» **Задание**
За сколько дней до представления, согласно отрывку о Шаляпине и коне, коня начинают кормить?

» **Отрывок текста**
/---
А «стараться» тоже, понимаете, надо с толком, чем русский человек как раз похвастаться никогда не мог: уж коли
За три дня до представления коня кормят.
Конь сообразить ничего не может, ест без отказа. Потом вспомнил: опера «Сомнамбула»5: «Уж не под итальянца ли опять подсаживаться?» Но вокруг все говорят по-русски и чаще повторяется «Федор Иваныч». «Уж не меня ли это, думает конь, Федор Иваныч?» Обращение самое предупредительное, на цыпочках ходят, а уход как за царским конем.
«Да ты и есть царский конь», – кто-то говорит ему (не Шаляпин ли?) и, лапой холку пошевеливая, ласкает.
В день представления конь был готов: постарались! Конь едва передвигал ноги, но смотрит молодцом. А чем его только ни пичкали – индюку орехи полагаются, так в овес грызенных грецких орехов с пуд подбросили коню будто в ярь! – «Молодому точно что в ярь, надо было бы сказать, а старому только желудок портить!» Да никого не нашлось. Конечно, коня окормили, и посмотрите, что произошло.
В решительную минуту Шаляпин во всем тяжелом царском одеянии с подсадкой вседлился на коня, и конь сразу почувствовал под царскими доспехами, что это вовсе не итальянское из «Сомнамбулы», а именно тот Федор Иваныч, которым уши ему прожужжали, кормя.
\---
» **Исходные данные**
/---
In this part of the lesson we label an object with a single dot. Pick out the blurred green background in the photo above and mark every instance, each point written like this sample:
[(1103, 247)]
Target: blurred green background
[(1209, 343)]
\---
» **Ответ**
За три дня до представления.